". . . little shall I grace my cause

In speaking for myself. Yet, by your gracious patience,

I will a round unvarnish'd tale deliver . . ."

(William Shakespeare's Othello, I.iii.88-90)

Wednesday, January 21, 2009

Hope, Part 2

A few days ago I wrote about hope (and my feeling that--especially as the word is used these days--it has been drained of meaning). Then coincidentally today my children and I read this passage from Screwtape (C. S. Lewis) that touches on the same topic:

"The humans live in time but our Enemy destines them to eternity. He therefore, I believe, wants them to attend chiefly to two things, to eternity itself, and to that point of time which they call the Present. . . . either meditating on their eternal union with, or separation from, Himself, or else obeying the present voice of conscience, bearing the present cross, receiving the present grace, giving thanks for the present pleasure.

"Our business is to get them away from the eternal, and from the Present. With this in view, we sometimes tempt a human . . . to live in the Past. But this is of limited value, for they have some real knowledge of the past. . . . It is far better to make them live in the Future. . . .

□ □ □

Assignment A: In the post on hope, what did the writer read with their children today?
Assignment B: Decide whether each statement agrees with the post on hope, and quote the words that settle it: (i) The post is dated Wednesday, January 21, 2009. (ii) The Screwtape passage calls tempting humans to live in the Past of limited value. (iii) The writer had written about hope a few weeks earlier.
Assignment C: Continue the post on hope from its last sentence.
The phrase grounding listing has nothing to do with the post on hope.

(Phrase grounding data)
□ □ □

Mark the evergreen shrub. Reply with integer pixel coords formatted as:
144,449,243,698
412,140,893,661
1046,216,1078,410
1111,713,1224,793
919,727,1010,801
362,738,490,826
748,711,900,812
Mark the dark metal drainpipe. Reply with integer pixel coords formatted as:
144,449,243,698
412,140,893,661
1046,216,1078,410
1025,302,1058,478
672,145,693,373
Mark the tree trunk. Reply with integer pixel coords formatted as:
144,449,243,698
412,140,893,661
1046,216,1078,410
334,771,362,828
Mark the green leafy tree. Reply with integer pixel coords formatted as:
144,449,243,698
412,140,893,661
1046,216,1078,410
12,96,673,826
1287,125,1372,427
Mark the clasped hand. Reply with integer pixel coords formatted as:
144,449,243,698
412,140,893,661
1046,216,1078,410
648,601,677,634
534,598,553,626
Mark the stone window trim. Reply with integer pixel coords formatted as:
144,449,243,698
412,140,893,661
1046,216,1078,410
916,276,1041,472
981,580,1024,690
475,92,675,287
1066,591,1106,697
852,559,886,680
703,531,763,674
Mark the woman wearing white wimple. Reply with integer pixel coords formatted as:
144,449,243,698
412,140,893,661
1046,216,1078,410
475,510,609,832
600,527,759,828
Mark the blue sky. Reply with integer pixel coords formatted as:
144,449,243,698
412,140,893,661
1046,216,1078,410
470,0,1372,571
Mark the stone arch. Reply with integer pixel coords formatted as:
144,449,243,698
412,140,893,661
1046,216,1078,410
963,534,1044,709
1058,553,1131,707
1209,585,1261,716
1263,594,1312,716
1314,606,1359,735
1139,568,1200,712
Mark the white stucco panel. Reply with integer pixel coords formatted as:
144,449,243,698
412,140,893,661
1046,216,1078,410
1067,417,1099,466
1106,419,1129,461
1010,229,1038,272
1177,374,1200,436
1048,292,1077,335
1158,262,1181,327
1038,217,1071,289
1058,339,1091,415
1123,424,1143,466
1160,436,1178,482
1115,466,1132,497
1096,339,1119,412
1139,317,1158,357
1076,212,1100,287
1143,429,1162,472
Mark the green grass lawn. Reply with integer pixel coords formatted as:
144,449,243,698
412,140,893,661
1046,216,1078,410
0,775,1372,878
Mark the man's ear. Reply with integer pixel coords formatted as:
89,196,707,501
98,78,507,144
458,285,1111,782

□ □ □

Task response A: A passage from Screwtape by C. S. Lewis.

Task response B:
(i) Yes: "Wednesday, January 21, 2009"
(ii) Yes: "But this is of limited value, for they have some real knowledge of the past."
(iii) No: "A few days ago I wrote about hope"

Task response C:
"He [God] does not want men to give the Future their hearts, to place their treasure in it. We do. His ideal is a man who, having worked all day for the good of posterity . . . washes his mind of the whole subject, commits the issue to Heaven, and returns at once to the patience or gratitude demanded by the moment that is passing over him. But we want a man hag-ridden by the Future--haunted by visions of an imminent heaven or hell upon earth--ready to break the Enemy's commands in the present if by so doing we make him think he can attain the one or avert the other--dependent for his faith on the success or failure of schemes whose end he will not live to see. . . .

"It follows then, in general, and other things being equal, that it is better for your patient to be filled with anxiety or hope (it doesn't much matter which) . . . than for him to be living in the present."